INSTRUCTIONS TO FOLLOW
Every record below should be repeated exactly. Omit the pictures.
------------------------------------------------------------------------
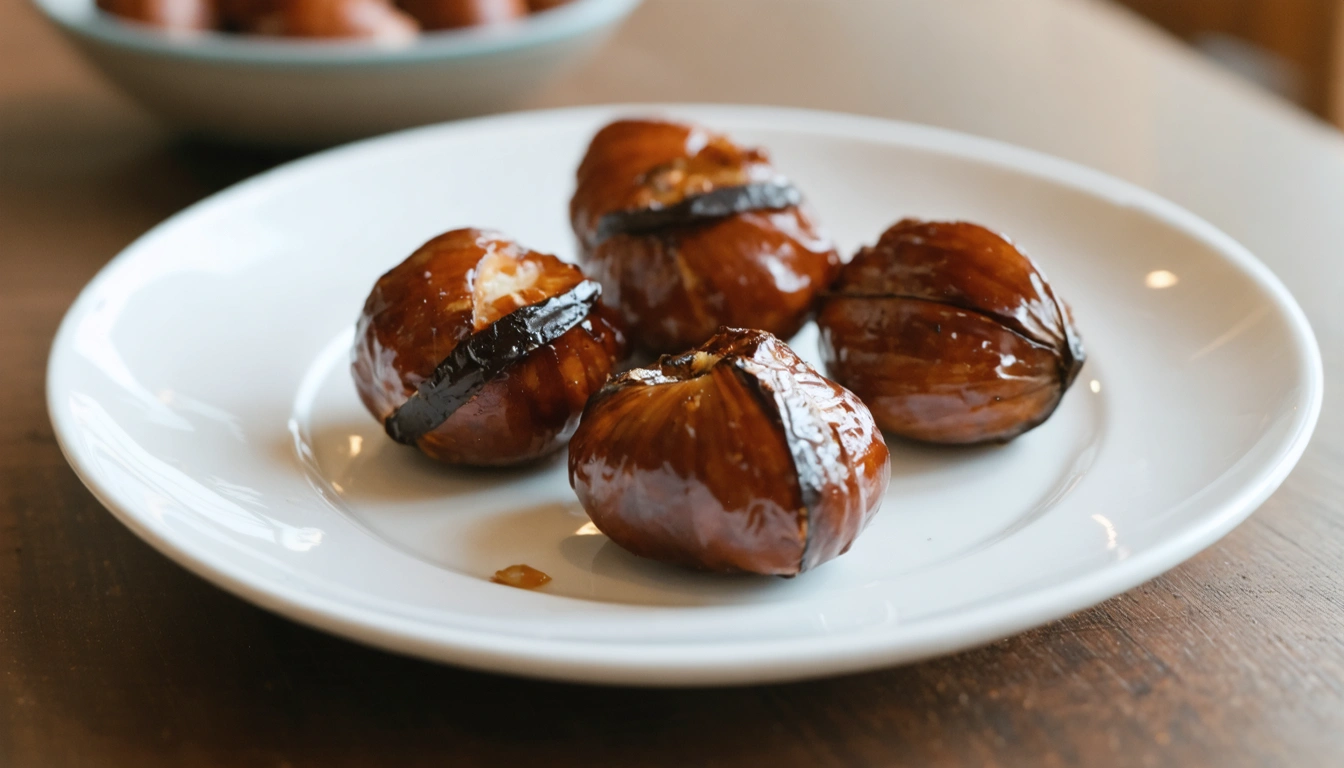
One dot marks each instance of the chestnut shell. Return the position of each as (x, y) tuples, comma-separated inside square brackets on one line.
[(735, 456), (949, 334), (756, 260), (424, 308)]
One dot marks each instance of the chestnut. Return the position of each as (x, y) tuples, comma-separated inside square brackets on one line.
[(688, 232), (367, 19), (453, 14), (176, 15), (949, 334), (481, 351), (735, 456)]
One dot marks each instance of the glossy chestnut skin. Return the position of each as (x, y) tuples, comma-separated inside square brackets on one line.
[(179, 15), (440, 296), (735, 456), (949, 334), (453, 14), (676, 287), (363, 19)]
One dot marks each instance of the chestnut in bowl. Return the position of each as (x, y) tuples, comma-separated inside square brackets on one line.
[(688, 232), (480, 351), (949, 334), (735, 456)]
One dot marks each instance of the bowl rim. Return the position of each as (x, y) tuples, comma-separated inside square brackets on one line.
[(82, 19)]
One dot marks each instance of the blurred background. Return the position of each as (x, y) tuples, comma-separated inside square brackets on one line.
[(1292, 47)]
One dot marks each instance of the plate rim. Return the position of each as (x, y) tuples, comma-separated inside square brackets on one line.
[(746, 661)]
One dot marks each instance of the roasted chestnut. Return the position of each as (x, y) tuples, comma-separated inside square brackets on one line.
[(688, 232), (481, 351), (367, 19), (178, 15), (735, 456), (453, 14), (949, 334)]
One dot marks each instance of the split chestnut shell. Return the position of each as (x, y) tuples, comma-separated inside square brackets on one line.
[(481, 351), (688, 232), (949, 334), (735, 456)]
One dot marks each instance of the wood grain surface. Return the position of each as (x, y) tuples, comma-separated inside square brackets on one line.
[(112, 655)]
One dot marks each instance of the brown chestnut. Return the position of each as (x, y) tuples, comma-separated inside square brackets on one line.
[(453, 14), (481, 351), (949, 334), (178, 15), (366, 19), (735, 456), (688, 232)]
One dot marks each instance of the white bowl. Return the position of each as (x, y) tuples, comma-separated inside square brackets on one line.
[(307, 93)]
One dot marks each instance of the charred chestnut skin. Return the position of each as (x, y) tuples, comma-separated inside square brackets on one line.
[(949, 334), (454, 14), (678, 285), (735, 456), (421, 310), (175, 15)]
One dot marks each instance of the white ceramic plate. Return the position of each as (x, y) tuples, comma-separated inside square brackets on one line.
[(200, 388)]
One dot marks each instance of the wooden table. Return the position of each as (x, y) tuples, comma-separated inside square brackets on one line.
[(112, 655)]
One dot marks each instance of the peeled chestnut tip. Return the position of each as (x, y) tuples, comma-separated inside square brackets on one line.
[(950, 334), (480, 351), (735, 456)]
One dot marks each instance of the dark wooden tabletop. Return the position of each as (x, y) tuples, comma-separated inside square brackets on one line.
[(112, 655)]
------------------------------------------------------------------------
RESULT OF THE EXERCISE
One dot marks each instance of the chestnut shell. Return the position of each as (x, y) tuples, comma-separated inside square brackets on one line.
[(735, 456), (949, 334), (756, 260), (424, 308)]
One dot marks each instance of the chestnut. Return the position of each as (x, y) tuples, comma-separated inside square brackets on one line.
[(688, 232), (367, 19), (453, 14), (176, 15), (949, 334), (481, 351), (735, 456)]
One dot marks each instance of the glossy chestnut skin. Return the position of each as (x, y) tuples, comma-separated inside square brackets on one line.
[(179, 15), (440, 296), (735, 456), (949, 334), (453, 14), (676, 287), (363, 19)]
One dot marks each instance of the chestnut in bowl. Return the position of each as (x, y) tuples, comma-separated inside square brackets on one line.
[(688, 232), (480, 351), (949, 334), (735, 456)]
One dot marks each instance of the bowl rim. Return the position of each as (x, y) tuples, comma-separated inside square brackets on one line.
[(82, 19)]
One dot marks each instance of the blurred background. Return the position of each as (x, y) tuples, comma-separated inside square brackets on one line.
[(1292, 47)]
One dot marks each instance of the plate rim. Return the position of each as (x, y) tuples, comma-separated inside square brackets on one line.
[(746, 661)]
One dot marks each instance of the roasted chestnut. Return the position of each as (x, y) tuples, comma-separated inside square brackets on one line.
[(688, 232), (481, 351), (367, 19), (178, 15), (735, 456), (453, 14), (949, 334)]
One dot marks each instance of the split chestnut shell. Return the position of each as (x, y) tuples, comma-separated inside square brackets on one line.
[(481, 351), (688, 232), (949, 334), (735, 456)]
One dot marks each instance of the wood grain surface. Return the position of each as (x, y) tuples, comma-separated inside square brackets on one line.
[(112, 655)]
One dot marks each instance of the brown chestnut. Return the position of each as (x, y) tuples, comma-separated inside square brackets on one line.
[(453, 14), (481, 351), (949, 334), (178, 15), (366, 19), (735, 456), (688, 232)]
One dot marks each instance of the white bowl. Return the position of each as (x, y) tuples, comma-separated inside square brackets on one line.
[(307, 93)]
One dot marks each instance of the charred chestnut skin. Return the position of each as (x, y) tuples, comma-separated inside square brackets on one line.
[(949, 334), (454, 14), (678, 285), (735, 456), (421, 310), (175, 15)]
One dot marks each instance of the white ceramic plate. Return the position of each as (x, y) tuples, comma-separated inside square brackets on one line.
[(200, 388)]
One dot marks each instance of the wooden table. Return the position of each as (x, y) tuples, comma-separated inside square brackets on one line.
[(112, 655)]
One dot marks each instance of the peeled chestnut tip. Return the position of each as (x, y) tuples, comma-separated inside square brackets on one line.
[(950, 334), (480, 351), (735, 456)]
One dot marks each instance of the dark wooden tabletop. Return the position of each as (x, y) tuples, comma-separated inside square brackets on one line.
[(112, 655)]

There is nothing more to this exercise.